Activity: Please give all of the data again, character for character, and drop the pictures.

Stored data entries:
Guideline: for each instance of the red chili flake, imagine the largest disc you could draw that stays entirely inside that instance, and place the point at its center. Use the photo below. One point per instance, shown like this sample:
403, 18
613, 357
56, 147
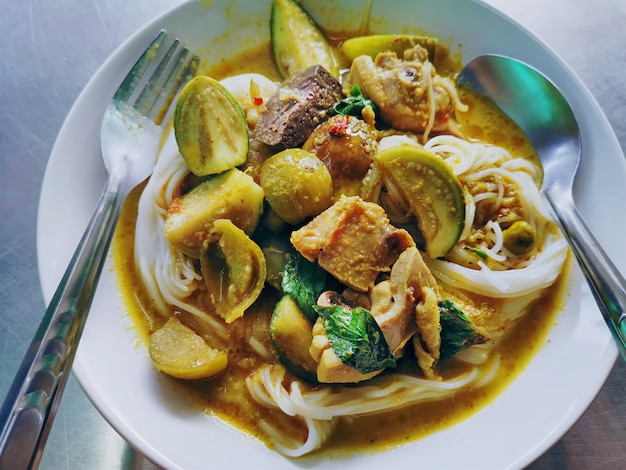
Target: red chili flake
340, 125
442, 116
175, 207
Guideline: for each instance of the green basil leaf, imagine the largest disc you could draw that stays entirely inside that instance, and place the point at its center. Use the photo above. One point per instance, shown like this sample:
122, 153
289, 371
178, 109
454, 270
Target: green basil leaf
457, 331
356, 338
304, 281
354, 104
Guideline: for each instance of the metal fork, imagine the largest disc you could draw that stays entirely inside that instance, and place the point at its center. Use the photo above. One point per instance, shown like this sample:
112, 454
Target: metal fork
130, 137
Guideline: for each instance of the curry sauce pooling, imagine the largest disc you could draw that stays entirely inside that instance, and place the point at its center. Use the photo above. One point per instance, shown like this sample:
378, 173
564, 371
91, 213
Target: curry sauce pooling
226, 395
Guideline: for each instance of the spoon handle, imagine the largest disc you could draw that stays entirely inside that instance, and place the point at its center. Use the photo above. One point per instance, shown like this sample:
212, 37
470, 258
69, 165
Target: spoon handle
606, 282
31, 403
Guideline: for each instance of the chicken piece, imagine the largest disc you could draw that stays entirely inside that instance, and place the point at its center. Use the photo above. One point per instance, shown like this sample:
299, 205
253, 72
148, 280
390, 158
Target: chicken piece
408, 92
330, 369
347, 146
407, 304
403, 305
352, 240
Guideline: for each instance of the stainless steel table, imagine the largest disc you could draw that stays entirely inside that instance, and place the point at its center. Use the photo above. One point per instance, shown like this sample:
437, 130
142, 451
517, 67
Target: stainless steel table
51, 48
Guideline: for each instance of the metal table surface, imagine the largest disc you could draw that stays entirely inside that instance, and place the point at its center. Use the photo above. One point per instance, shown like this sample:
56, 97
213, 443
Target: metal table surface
50, 49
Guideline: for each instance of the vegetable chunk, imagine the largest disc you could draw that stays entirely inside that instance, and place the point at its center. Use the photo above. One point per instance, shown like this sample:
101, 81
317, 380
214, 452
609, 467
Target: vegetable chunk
432, 191
210, 127
297, 42
233, 268
178, 351
231, 195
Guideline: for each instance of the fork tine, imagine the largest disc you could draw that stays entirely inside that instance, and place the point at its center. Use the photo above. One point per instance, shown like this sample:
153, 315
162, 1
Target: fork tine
180, 75
125, 90
174, 70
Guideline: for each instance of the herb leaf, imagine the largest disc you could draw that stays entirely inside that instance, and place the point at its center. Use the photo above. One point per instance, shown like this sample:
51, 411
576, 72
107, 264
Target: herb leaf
457, 331
356, 338
304, 281
354, 104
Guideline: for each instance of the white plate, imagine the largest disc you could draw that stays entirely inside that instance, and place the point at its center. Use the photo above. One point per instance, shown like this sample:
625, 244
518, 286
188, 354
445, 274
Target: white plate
530, 416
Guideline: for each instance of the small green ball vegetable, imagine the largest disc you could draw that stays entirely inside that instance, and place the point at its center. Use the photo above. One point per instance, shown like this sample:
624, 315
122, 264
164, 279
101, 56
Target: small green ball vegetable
297, 185
519, 238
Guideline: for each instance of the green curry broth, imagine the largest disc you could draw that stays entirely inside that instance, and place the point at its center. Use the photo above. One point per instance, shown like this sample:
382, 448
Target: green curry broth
226, 395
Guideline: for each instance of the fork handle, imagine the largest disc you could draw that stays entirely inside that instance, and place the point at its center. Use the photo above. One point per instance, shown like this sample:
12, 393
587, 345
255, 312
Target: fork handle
31, 403
607, 284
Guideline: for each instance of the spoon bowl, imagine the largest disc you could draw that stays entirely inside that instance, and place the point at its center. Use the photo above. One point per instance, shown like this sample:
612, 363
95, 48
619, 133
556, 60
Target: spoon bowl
535, 104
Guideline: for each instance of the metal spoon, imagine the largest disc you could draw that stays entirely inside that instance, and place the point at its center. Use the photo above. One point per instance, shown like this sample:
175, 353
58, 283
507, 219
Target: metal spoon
541, 111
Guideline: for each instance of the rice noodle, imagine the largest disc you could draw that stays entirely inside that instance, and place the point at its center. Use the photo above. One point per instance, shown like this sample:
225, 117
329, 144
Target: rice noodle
171, 278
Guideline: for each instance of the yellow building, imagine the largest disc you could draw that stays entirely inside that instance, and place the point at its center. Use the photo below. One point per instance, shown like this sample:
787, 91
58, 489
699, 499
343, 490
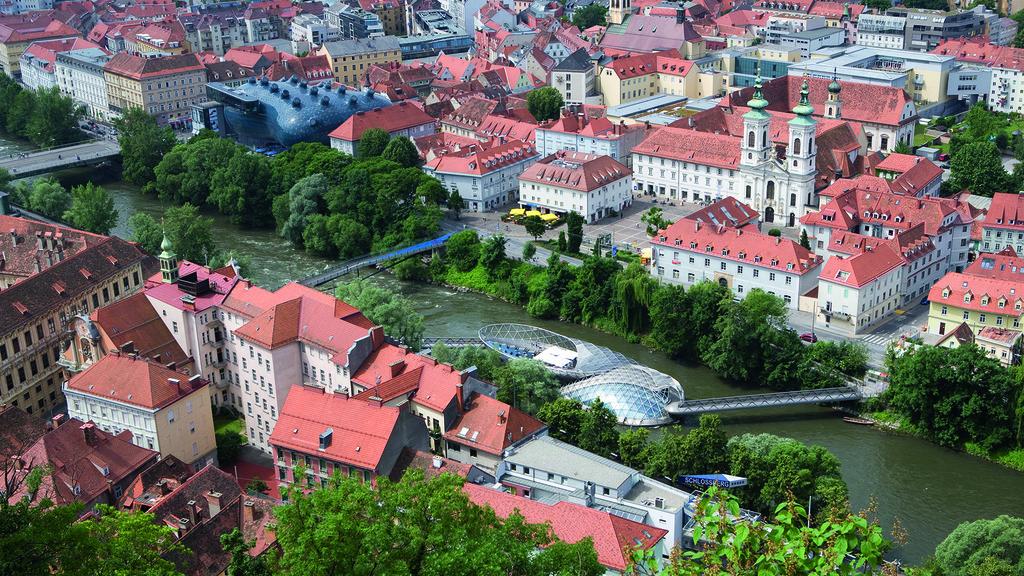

Answer to the exercise:
Guideline: for each instance of the red chili flake, imagine the largest disc you could draw that stays entirely inside that instance, and place the point at its center. Use the photo below. One point per instance, shown like this sample:
403, 18
613, 357
56, 147
Target: red chili flake
340, 125
442, 116
175, 207
Guideline: for each instance of the green basil leaf, imagine the largest disc you could draw that stays entirely inside that instance, and place the point at its center. Use the photo above. One point per instance, shown like this sample:
122, 153
289, 371
178, 109
454, 270
Target: green basil leaf
457, 331
356, 338
304, 281
354, 104
Guideline: for each instance of the metal fork, imagine the largest disc you could draw that stays entirely inside that instance, and place the point at its center. Use the photo above. One point per instance, shown like this sample:
112, 454
Target: metal fork
130, 137
Guideline: for each instance of the curry sauce pooling, imagine the largest disc you could draw that stays entirely inside that instance, and place the point at its center. Use the photo above. One point per instance, shown like this sample:
378, 173
564, 371
91, 213
Target: curry sauce pooling
226, 395
Guideline: for each instance of the spoon handle, imagine the largest disc you could draw that stays entirely inside that instance, and place the point at its center. Use the photo above. One point per instance, shown like this sample:
212, 37
470, 258
69, 165
Target: spoon handle
606, 282
31, 403
Guideline: for each instance of the chicken piece, imagine the largest disc you could draw that stays entirely inside that instance, and place the point at its center. Use the photo above. One point per instance, shown like this sample:
299, 205
253, 72
148, 280
390, 158
Target: chicken piece
408, 92
330, 369
347, 146
407, 304
403, 305
352, 240
Guideline: for each instance of the stainless steel table, imagine the largest disc you could draw that stays entirely inside that instance, and place the point at its center. Use the photo above. One point per instance, shown like this sample:
437, 130
142, 451
517, 67
Target: stainless steel table
51, 48
Guideline: for each instance of the metal table surface, imagine the largest disc you could draw that stays entirely inside that instance, and place the point at its center. Use the photo above. One point per instance, shown like this sample:
56, 97
213, 443
Target: metal table surface
50, 49
Guideline: for each instance of the vegetable chunk, imagine the largest disc you could draw that stays entirely inside that instance, and place the point at its center. Use the photo above. One point per instance, shown like this sample:
101, 81
317, 380
214, 452
609, 467
Target: vegetable chunk
432, 191
210, 127
297, 42
233, 268
178, 351
231, 195
Guideline: for each instance of the fork tine, imagine the largest disc you could draw that stays entirely inside that instance, and place the point at its center. Use the photo above. One point per instance, shown like this sample:
153, 315
162, 1
Target: fork tine
180, 75
125, 90
174, 70
Guideline: for each instance of the herb leaf, imagine the largest disc you could draw that stays entirely inside that instance, and place the point at its center. Use the photo above. One point per instance, shown like this sample:
51, 411
576, 72
107, 264
Target: herb leaf
457, 331
356, 338
304, 281
354, 104
Guideline: for each instance of the white plate, imagine the largest disc you could draw that stays entirely inside that instance, and place the point at its center. Use the photo above. One point per instance, shown like this sample:
625, 244
518, 286
188, 354
445, 274
Target: white plate
530, 416
Guideline: for each instance of the small green ball vegetable, imagine the largest disc you could draw that stays entirely inside that instance, and place the point at its center. Use the photo above. One point per instance, shown like this sample:
624, 315
122, 264
164, 279
101, 56
Target: small green ball vegetable
297, 185
519, 238
Guideline: for each instance of the green curry broth, imagine the largest disc you could draw that stays entirely inside that instance, and place the point at its center. Use the photo above. One point per instance, shown like this sample:
382, 448
Target: green curry broth
226, 395
Guideline: for each instance of the fork handle, imagine the largest disc you could draw that stays entirely inside that instance, and place the point at its center. Use the photo above. One point per instance, shown like this sample:
12, 393
587, 345
255, 312
Target: fork handle
31, 403
607, 284
Guideline: for each instance of the spoon bowl, imagine the largest disc you could draw that stays entirely inside that instance, and place the point at its center. Use the photo above. One point per instance, shown like this sample:
612, 363
95, 48
619, 133
556, 60
Target: spoon bowl
535, 104
Guideline: for each instance of the metal spoon, imagine the largest disc you could draw that stays entirely inside that instance, and place the point at its center. Use the photo above. One point per instance, shown like this sample:
175, 353
58, 283
507, 219
Target: metal spoon
541, 111
Guideline: for each instance of the rice noodle, imagine the largest disc you could draw that stays entirely inside that instance, and place the point at its center. Use the photo above. One point per instance, shown like this sample:
225, 117
329, 144
Target: rice noodle
171, 278
Guideline: for each instance of the yellow building, imagine the largest disc you could draw that stays entirely inside that instance, and place the point at its center. Use the photo below. One point per instance, shown like this sample:
787, 91
58, 489
699, 499
343, 490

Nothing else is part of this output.